____ Recorded data
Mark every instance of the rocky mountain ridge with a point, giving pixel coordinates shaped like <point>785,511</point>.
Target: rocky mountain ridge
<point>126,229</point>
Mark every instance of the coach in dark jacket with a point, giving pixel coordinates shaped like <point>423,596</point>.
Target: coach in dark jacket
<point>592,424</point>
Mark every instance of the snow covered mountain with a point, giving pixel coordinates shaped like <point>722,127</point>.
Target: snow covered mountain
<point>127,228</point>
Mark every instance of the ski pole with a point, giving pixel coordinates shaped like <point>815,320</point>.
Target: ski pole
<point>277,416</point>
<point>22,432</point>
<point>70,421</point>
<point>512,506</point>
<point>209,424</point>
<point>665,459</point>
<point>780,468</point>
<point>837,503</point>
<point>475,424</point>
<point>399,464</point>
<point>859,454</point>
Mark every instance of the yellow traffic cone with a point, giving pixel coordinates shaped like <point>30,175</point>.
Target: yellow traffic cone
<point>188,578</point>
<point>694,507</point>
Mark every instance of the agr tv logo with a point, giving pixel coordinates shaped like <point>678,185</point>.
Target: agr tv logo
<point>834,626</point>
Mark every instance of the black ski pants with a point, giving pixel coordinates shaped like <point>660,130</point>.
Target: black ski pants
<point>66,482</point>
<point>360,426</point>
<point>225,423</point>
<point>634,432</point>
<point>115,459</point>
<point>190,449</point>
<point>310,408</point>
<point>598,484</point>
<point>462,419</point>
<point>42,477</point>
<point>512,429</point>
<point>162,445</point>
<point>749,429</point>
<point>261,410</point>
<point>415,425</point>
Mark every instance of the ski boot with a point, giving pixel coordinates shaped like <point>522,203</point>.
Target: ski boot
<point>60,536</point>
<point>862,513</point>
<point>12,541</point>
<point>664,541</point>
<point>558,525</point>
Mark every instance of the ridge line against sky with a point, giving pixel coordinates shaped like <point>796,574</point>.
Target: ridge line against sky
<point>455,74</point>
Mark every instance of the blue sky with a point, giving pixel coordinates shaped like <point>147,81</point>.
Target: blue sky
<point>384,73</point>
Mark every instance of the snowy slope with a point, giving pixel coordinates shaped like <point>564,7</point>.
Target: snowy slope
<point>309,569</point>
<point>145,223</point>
________
◆ What is being asked ◆
Transcribe the data exactly.

◆ Answer to the exercise ◆
Mark every instance of the rocky mountain ridge with a point, giving pixel coordinates shaped like <point>785,511</point>.
Target: rocky mountain ridge
<point>126,229</point>
Mark every instance of the coach in dark jacket with a point, giving pixel coordinates shaped like <point>423,596</point>.
Target: coach in dark jacket
<point>592,424</point>
Mark every instance of the snow covered mountain with a point, giving pixel coordinates shaped like <point>722,127</point>.
Target: snow covered mountain
<point>127,228</point>
Mark every instance of the ski pole with a point, giving pixel coordinates shaped like <point>815,320</point>.
Target: ski pole
<point>277,416</point>
<point>22,432</point>
<point>70,421</point>
<point>512,506</point>
<point>209,424</point>
<point>665,459</point>
<point>780,468</point>
<point>837,503</point>
<point>475,424</point>
<point>399,464</point>
<point>859,454</point>
Mark every instance of the yellow traffic cone with a point, giving pixel coordinates shaped like <point>30,175</point>.
Target: yellow traffic cone
<point>188,578</point>
<point>694,507</point>
Mark every instance of the agr tv logo with a point, giving pixel coordinates shaped like <point>678,185</point>.
Target: agr tv logo
<point>834,626</point>
Mark every instance of the black ski pants with a point, giving pixel coordinates shaped like <point>660,130</point>.
Target: black ski pants
<point>66,482</point>
<point>360,426</point>
<point>225,423</point>
<point>634,432</point>
<point>115,459</point>
<point>190,449</point>
<point>310,408</point>
<point>598,484</point>
<point>462,419</point>
<point>42,477</point>
<point>512,429</point>
<point>162,445</point>
<point>749,429</point>
<point>261,410</point>
<point>415,425</point>
Mark every instance of the ski boot with a point, giving pixel coordinates shaped like <point>522,203</point>.
Target: ski boot
<point>60,536</point>
<point>862,513</point>
<point>12,541</point>
<point>664,541</point>
<point>558,525</point>
Mark every instance of the ridge line against sky with a point, giving pixel coordinates shaped like <point>796,574</point>.
Target: ridge line against sky
<point>455,74</point>
Mark every instance of the blue sky with a point, giving pixel coordinates shaped like <point>147,81</point>.
Target: blue sky
<point>384,73</point>
Mark every instance of the snowy slope with a point, giving pixel coordinates shaped like <point>564,7</point>.
Target: snowy slope
<point>309,569</point>
<point>145,223</point>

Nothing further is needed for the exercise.